ENTRIES SUPPLIED Start Marker
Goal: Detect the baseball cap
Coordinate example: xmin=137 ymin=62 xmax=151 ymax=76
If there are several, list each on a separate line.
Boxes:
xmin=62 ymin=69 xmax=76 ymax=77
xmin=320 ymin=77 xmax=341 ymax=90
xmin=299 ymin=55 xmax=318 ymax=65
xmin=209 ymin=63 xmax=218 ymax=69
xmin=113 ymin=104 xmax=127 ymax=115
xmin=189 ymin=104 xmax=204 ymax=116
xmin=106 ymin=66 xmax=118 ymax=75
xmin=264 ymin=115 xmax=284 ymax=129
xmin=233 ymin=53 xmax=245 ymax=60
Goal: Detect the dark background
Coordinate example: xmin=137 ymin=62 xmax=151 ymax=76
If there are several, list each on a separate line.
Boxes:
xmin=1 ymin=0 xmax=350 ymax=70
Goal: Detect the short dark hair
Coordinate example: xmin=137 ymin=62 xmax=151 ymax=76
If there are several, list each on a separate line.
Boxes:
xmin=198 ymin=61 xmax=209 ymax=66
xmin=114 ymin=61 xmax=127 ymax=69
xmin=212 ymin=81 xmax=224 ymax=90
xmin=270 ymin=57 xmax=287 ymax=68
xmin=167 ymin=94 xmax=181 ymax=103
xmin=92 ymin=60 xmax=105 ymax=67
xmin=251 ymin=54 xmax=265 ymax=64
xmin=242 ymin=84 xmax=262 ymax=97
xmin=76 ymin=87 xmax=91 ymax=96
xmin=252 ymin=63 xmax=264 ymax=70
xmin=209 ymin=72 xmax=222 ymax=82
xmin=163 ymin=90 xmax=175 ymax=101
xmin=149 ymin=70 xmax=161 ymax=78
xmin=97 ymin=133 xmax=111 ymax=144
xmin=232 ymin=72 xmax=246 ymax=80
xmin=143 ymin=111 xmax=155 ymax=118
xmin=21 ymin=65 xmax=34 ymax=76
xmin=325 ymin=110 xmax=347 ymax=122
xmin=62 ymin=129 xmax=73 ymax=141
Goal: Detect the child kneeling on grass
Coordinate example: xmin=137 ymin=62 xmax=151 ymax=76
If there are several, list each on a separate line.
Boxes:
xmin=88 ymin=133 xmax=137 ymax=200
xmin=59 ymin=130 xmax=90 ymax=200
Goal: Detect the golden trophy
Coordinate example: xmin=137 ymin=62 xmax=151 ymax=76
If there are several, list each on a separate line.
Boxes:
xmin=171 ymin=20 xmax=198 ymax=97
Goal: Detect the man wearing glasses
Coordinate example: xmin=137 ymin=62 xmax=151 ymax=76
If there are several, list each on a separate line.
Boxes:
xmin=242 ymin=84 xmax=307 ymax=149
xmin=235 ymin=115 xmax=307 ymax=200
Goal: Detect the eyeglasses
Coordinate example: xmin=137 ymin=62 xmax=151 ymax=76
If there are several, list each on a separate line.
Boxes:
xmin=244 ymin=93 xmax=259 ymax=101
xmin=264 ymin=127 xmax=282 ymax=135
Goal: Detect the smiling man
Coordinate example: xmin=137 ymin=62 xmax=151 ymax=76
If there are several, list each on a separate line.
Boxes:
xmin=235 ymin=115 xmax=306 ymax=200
ENTRIES SUPPLIED End Marker
BRIEF | Take the material above and return all of it exactly.

SOLUTION TO THIS PROBLEM |
Goal: Detect the baseball cap
Coordinate example: xmin=137 ymin=62 xmax=151 ymax=76
If there are several, list each on a separate line.
Boxes:
xmin=62 ymin=69 xmax=76 ymax=77
xmin=320 ymin=77 xmax=341 ymax=90
xmin=299 ymin=55 xmax=318 ymax=65
xmin=209 ymin=63 xmax=218 ymax=69
xmin=113 ymin=104 xmax=127 ymax=115
xmin=189 ymin=104 xmax=204 ymax=116
xmin=106 ymin=66 xmax=118 ymax=75
xmin=264 ymin=115 xmax=284 ymax=129
xmin=233 ymin=53 xmax=245 ymax=60
Goal: Detect the dark background
Coordinate example: xmin=137 ymin=62 xmax=151 ymax=76
If there are several, list each on a separate line.
Boxes:
xmin=1 ymin=0 xmax=350 ymax=70
Goal: Detect the short dark hair
Coordinate example: xmin=137 ymin=62 xmax=151 ymax=76
If there are several, list each on a separate line.
Boxes:
xmin=198 ymin=61 xmax=209 ymax=66
xmin=114 ymin=61 xmax=127 ymax=69
xmin=212 ymin=81 xmax=224 ymax=90
xmin=270 ymin=57 xmax=287 ymax=68
xmin=167 ymin=94 xmax=181 ymax=103
xmin=92 ymin=60 xmax=105 ymax=67
xmin=251 ymin=54 xmax=265 ymax=64
xmin=242 ymin=84 xmax=262 ymax=97
xmin=76 ymin=87 xmax=91 ymax=96
xmin=252 ymin=63 xmax=264 ymax=70
xmin=209 ymin=72 xmax=222 ymax=82
xmin=163 ymin=90 xmax=175 ymax=101
xmin=149 ymin=70 xmax=161 ymax=78
xmin=97 ymin=133 xmax=111 ymax=144
xmin=232 ymin=72 xmax=246 ymax=80
xmin=143 ymin=111 xmax=155 ymax=118
xmin=21 ymin=65 xmax=34 ymax=76
xmin=325 ymin=110 xmax=347 ymax=122
xmin=62 ymin=129 xmax=73 ymax=141
Goal: Detect the child kneeling on grass
Coordinate example: xmin=137 ymin=62 xmax=151 ymax=76
If there are several, list each on a separate line.
Boxes:
xmin=88 ymin=133 xmax=137 ymax=200
xmin=59 ymin=130 xmax=90 ymax=200
Goal: Detect the golden trophy
Coordinate example: xmin=137 ymin=62 xmax=151 ymax=76
If there are several, list each on a separate line.
Boxes:
xmin=171 ymin=20 xmax=198 ymax=97
Goal: Detect the man wearing glasses
Coordinate example: xmin=137 ymin=62 xmax=151 ymax=76
If there are several, list each on a separate line.
Boxes:
xmin=242 ymin=84 xmax=307 ymax=149
xmin=235 ymin=115 xmax=307 ymax=200
Goal: Detect the eyeglasses
Coordinate example: xmin=137 ymin=62 xmax=151 ymax=76
If there are several, list each on a separate line.
Boxes:
xmin=244 ymin=93 xmax=259 ymax=101
xmin=264 ymin=127 xmax=282 ymax=135
Goal: Detect the smiling man
Coordinate example: xmin=137 ymin=62 xmax=151 ymax=76
If there are several, list each on a separate line.
Boxes:
xmin=235 ymin=115 xmax=306 ymax=200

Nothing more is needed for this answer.